***** MATERIALS PROVIDED *****

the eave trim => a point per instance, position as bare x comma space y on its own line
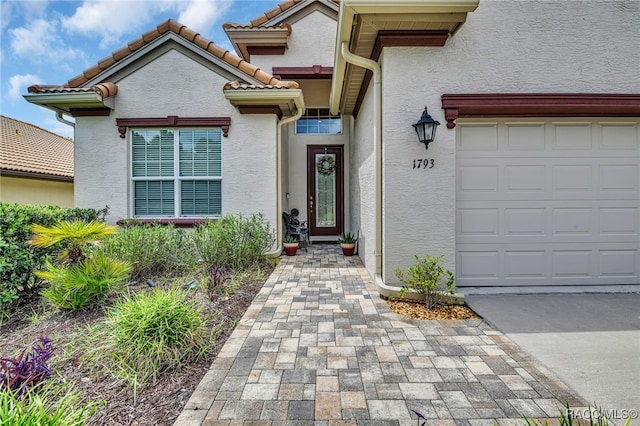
34, 175
315, 72
539, 105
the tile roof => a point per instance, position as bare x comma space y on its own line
236, 85
279, 27
189, 35
282, 7
28, 148
106, 89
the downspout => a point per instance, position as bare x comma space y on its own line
63, 121
374, 67
299, 111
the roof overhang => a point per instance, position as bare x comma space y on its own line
360, 23
263, 100
97, 100
34, 175
249, 41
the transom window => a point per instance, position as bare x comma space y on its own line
176, 173
318, 121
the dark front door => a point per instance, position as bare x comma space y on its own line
325, 174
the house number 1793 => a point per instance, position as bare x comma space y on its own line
424, 163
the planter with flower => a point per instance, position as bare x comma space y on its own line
291, 245
347, 242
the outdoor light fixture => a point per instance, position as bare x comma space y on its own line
426, 128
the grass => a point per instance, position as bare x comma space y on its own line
49, 404
145, 335
77, 286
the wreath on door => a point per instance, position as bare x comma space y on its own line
326, 165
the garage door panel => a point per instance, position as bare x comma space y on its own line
525, 222
572, 137
559, 264
529, 137
619, 221
619, 178
553, 204
619, 263
525, 178
573, 222
581, 221
572, 178
619, 136
482, 137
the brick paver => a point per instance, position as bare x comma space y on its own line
318, 346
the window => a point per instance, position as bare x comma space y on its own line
176, 173
318, 121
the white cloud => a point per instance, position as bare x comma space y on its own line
57, 127
5, 14
109, 19
19, 82
200, 15
40, 42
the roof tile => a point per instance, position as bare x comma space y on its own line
272, 13
28, 148
187, 34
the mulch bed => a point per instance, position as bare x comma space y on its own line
161, 402
418, 310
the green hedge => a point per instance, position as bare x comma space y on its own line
18, 260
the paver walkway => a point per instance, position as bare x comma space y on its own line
318, 346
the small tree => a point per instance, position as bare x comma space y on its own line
76, 233
85, 276
429, 278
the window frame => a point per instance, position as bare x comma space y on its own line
176, 178
319, 114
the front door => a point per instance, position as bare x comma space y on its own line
325, 173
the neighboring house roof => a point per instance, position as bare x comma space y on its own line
30, 151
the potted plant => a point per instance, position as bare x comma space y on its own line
291, 244
347, 243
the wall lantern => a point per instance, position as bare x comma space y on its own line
426, 128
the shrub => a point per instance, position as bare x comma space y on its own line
47, 404
75, 234
147, 334
77, 286
425, 277
217, 282
234, 241
27, 369
152, 250
19, 260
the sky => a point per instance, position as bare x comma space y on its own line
51, 42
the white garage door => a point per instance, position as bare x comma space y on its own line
548, 202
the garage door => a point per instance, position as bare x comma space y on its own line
547, 202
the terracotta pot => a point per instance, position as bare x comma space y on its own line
348, 248
291, 248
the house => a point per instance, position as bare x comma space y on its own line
36, 166
533, 178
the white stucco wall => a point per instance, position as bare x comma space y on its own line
174, 84
362, 183
311, 43
505, 46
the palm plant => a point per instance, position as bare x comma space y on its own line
75, 233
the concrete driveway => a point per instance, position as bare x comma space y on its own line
591, 341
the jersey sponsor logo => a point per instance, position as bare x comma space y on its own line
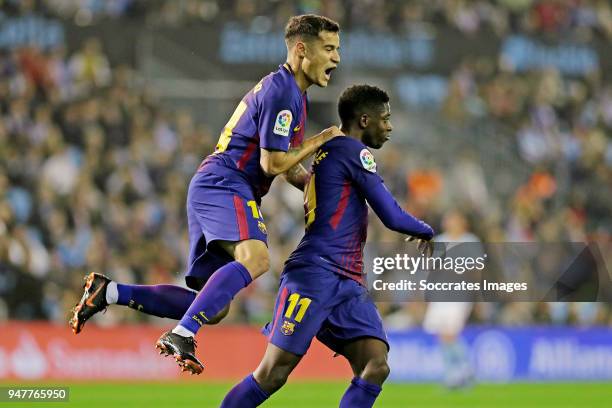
367, 160
287, 328
282, 125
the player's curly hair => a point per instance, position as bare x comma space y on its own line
309, 26
359, 99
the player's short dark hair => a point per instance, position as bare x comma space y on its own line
359, 99
308, 26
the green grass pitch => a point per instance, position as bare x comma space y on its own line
324, 395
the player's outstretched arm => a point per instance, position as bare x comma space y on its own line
274, 163
393, 216
297, 176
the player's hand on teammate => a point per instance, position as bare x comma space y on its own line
332, 132
424, 246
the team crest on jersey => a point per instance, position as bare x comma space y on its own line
367, 160
287, 328
282, 125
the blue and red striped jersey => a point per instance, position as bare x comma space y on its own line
271, 116
336, 213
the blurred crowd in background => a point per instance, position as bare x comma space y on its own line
94, 169
583, 18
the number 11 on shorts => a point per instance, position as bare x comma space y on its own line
296, 300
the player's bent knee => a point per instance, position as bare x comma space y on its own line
376, 370
273, 379
220, 316
254, 256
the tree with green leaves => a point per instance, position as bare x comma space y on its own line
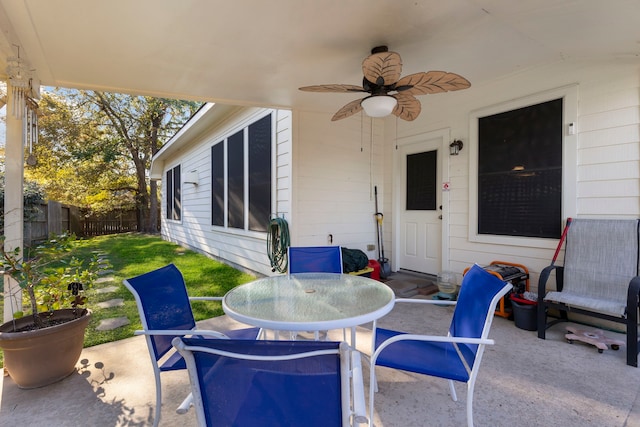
95, 148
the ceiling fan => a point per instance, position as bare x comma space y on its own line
390, 94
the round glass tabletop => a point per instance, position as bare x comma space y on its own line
309, 301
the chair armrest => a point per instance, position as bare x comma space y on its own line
205, 298
183, 332
429, 338
544, 277
426, 301
359, 408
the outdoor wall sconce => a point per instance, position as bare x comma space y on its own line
455, 147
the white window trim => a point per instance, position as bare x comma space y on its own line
243, 126
569, 94
173, 178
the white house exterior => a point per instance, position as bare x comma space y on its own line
324, 173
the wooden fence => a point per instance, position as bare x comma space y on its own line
55, 217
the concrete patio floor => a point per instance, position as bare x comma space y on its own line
523, 382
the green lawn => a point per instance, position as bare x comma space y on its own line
133, 254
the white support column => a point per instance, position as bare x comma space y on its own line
13, 202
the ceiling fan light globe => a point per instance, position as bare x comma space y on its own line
379, 105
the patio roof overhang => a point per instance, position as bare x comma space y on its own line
256, 53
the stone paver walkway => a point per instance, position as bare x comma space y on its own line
106, 278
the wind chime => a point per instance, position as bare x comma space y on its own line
23, 106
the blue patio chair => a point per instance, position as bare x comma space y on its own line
274, 383
165, 312
315, 259
455, 357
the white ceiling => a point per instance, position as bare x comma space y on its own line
256, 52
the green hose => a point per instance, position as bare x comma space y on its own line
277, 243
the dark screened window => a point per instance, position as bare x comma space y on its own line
421, 181
520, 172
173, 201
217, 184
243, 176
260, 174
236, 180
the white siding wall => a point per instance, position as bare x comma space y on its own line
608, 151
246, 250
336, 166
326, 171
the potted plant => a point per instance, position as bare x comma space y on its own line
44, 346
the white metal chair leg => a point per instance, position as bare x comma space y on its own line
470, 404
156, 418
452, 391
185, 405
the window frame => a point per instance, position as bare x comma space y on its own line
243, 128
569, 95
176, 184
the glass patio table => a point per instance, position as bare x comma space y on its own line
309, 301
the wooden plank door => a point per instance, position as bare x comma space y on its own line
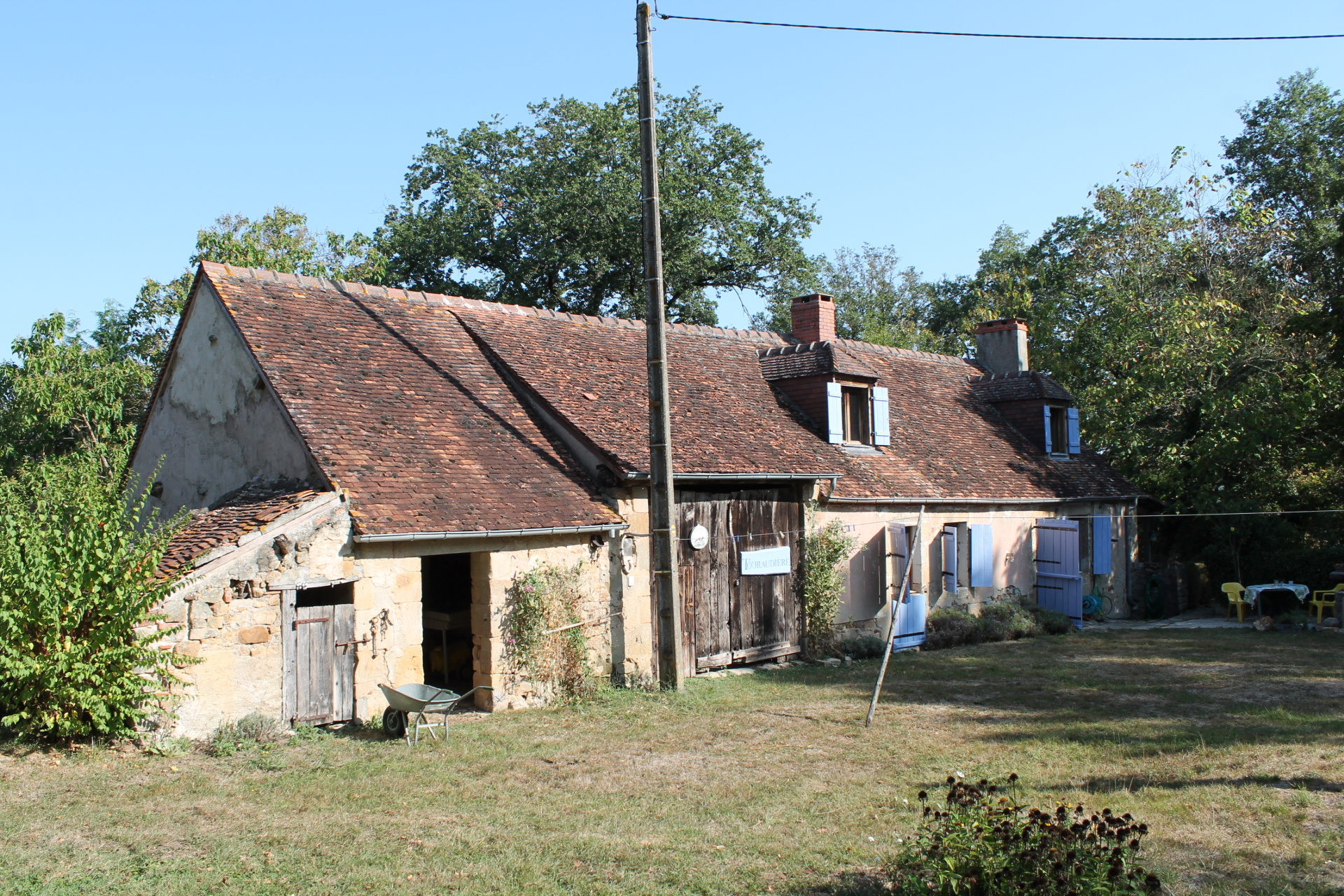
766, 618
320, 678
729, 617
706, 603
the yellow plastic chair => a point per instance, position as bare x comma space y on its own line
1322, 599
1234, 593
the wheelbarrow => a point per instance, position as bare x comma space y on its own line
409, 704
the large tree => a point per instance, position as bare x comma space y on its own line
878, 300
1291, 158
547, 213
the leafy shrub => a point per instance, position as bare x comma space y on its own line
77, 577
1011, 618
543, 634
986, 844
951, 628
823, 584
1053, 621
244, 734
863, 648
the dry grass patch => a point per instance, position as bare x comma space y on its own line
1228, 743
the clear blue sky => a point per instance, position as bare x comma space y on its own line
131, 125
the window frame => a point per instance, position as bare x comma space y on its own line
850, 414
1058, 430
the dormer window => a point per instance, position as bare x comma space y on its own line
1060, 426
857, 409
858, 414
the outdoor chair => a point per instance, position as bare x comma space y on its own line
1236, 599
1322, 599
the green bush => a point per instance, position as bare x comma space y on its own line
949, 628
77, 577
825, 550
986, 844
1053, 621
862, 648
244, 734
1012, 618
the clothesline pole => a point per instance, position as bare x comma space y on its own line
891, 622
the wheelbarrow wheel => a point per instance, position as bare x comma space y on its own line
394, 723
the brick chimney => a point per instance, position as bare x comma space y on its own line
1002, 346
813, 318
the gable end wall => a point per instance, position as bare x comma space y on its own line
216, 422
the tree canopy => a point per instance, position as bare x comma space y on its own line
547, 213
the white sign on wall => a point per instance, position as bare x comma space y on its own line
769, 562
699, 538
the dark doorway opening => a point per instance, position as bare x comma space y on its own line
326, 596
447, 605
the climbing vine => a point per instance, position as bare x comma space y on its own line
545, 636
823, 584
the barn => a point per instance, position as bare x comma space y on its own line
369, 475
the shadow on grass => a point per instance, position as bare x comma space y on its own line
1133, 785
850, 883
1140, 694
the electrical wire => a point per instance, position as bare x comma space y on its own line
979, 34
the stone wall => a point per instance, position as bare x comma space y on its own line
229, 612
493, 575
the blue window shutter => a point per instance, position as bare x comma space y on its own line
949, 558
981, 556
881, 416
1101, 546
835, 414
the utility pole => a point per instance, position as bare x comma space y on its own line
662, 498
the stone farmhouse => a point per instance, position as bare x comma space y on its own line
369, 470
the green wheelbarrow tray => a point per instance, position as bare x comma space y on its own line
409, 704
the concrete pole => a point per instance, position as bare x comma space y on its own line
662, 496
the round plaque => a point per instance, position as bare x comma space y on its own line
699, 538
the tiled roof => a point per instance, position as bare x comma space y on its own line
398, 399
229, 519
1019, 386
811, 359
401, 409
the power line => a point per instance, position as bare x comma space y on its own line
979, 34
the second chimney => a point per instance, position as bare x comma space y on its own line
813, 318
1002, 346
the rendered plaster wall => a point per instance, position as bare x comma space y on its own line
635, 663
229, 618
216, 424
870, 574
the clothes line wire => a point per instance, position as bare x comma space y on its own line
1022, 516
983, 34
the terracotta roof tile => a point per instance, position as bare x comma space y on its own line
401, 409
406, 410
233, 516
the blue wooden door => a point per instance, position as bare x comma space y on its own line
910, 621
1059, 586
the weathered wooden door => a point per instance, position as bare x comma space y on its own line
1059, 586
319, 663
729, 617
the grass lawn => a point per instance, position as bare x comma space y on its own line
1226, 742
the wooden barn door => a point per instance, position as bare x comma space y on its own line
319, 657
729, 617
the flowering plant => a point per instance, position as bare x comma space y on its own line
986, 844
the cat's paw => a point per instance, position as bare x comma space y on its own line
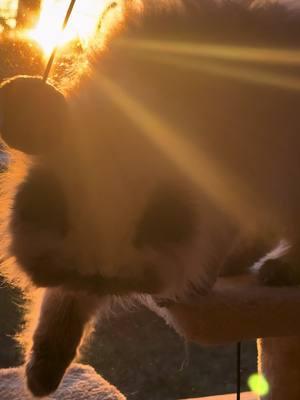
44, 374
275, 272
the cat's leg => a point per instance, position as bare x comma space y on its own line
63, 317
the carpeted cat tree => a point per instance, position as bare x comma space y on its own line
241, 309
81, 382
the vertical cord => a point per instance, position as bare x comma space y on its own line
51, 59
238, 370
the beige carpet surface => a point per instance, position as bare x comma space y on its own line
81, 382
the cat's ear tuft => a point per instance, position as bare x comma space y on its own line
33, 115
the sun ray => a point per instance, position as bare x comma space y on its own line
221, 52
252, 75
82, 25
225, 190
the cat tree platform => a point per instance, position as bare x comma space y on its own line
241, 309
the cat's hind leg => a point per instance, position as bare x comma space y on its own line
63, 317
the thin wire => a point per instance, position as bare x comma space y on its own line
238, 370
53, 54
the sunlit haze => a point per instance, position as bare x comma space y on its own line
82, 25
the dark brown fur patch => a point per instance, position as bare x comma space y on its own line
40, 202
169, 219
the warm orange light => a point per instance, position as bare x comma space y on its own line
82, 24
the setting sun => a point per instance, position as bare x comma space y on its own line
82, 25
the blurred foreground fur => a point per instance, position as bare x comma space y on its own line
178, 161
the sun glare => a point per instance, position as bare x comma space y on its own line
82, 25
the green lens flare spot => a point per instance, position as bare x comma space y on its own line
258, 384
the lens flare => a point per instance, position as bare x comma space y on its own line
82, 26
258, 384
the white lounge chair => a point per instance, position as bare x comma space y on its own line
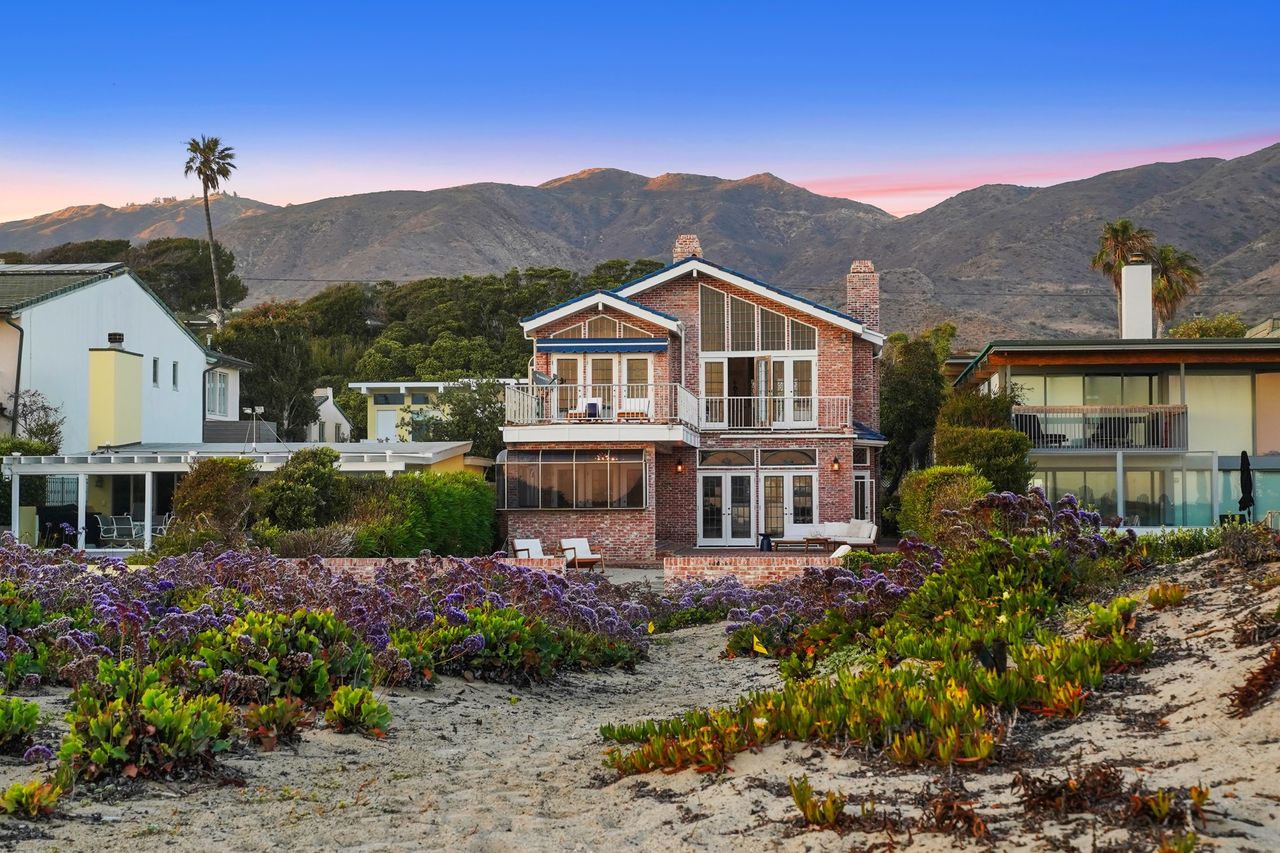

*****

_WORK TO COMPLETE_
The task requires restating verbatim the lines from the one that holds "the cat's ear" through the end of the listing, both ends counted, and no pictures.

_OUTPUT OF THE EXERCISE_
the cat's ear tuft => a point per instance, position as bare x comma space y on its own line
33, 115
the sun ray => a point per instance, position as bare x comma space y on its own line
221, 52
252, 75
82, 25
225, 190
the cat tree platform => a point per instance, position as bare x comma space y on its own line
241, 309
the cat's hind leg => a point per instance, position as bare x comma space y on its own line
63, 317
the thin wire => a point per instance, position as bare x comma space y on its own line
238, 370
53, 54
the sunlit haze => a point per instance, position as bare x comma space y on its own line
82, 25
the dark brown fur patch => a point per instance, position as bare x comma space y on its own line
40, 202
169, 219
the warm orange light => a point per instance, position as bare x comma space y on its own line
82, 24
the setting sun => a point per instance, position as bare x comma space y on its own line
82, 25
the blurred foreground fur => a point per instance, position as bare x comma space y on its own line
178, 161
the sun glare => a point per instance, position as bare x comma space y on its own line
82, 25
the green lens flare spot => a point per instance, position as bare x comma space y on its own line
258, 384
the lens flare => a point per instance, position as bare x comma space y on its own line
82, 26
258, 384
the white lounge chair => a point per instance, position as bare x comma space y on its own line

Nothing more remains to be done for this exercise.